DIRECTIONS FOR THIS TASK — Repeat all the material exactly; pictures stay out of your copy.
>> Begin
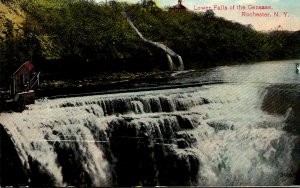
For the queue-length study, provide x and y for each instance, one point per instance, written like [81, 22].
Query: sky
[288, 11]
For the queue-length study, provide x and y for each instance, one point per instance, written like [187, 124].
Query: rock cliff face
[11, 18]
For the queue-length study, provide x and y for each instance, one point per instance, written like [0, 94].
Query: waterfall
[189, 136]
[170, 53]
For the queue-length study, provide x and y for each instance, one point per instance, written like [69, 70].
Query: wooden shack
[178, 8]
[24, 78]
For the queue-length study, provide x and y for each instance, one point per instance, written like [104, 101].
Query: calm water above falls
[243, 130]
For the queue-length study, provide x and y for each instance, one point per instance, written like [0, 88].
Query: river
[230, 125]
>> End
OUTPUT FOR THIS TASK —
For the queue-length study, provide x and y for each instance, one point per instance, written like [81, 22].
Query: sky
[288, 11]
For the queue-length study, provide x and y for each instance, one point per instance, written like [187, 124].
Query: rock cliff face
[11, 18]
For the queue-length study, provide x and y for each instance, one point per instance, written like [0, 94].
Query: waterfall
[189, 136]
[170, 53]
For the queue-length study, provide x and y for each instance, one point per instance, written like [69, 70].
Query: wooden shack
[178, 8]
[24, 78]
For the queue-length study, provide x and y for each instance, one point per instance, written like [104, 101].
Query: calm water above falls
[243, 130]
For the queue-length study, provide x and y for each instance, one point per instance, written like [0, 88].
Query: river
[230, 125]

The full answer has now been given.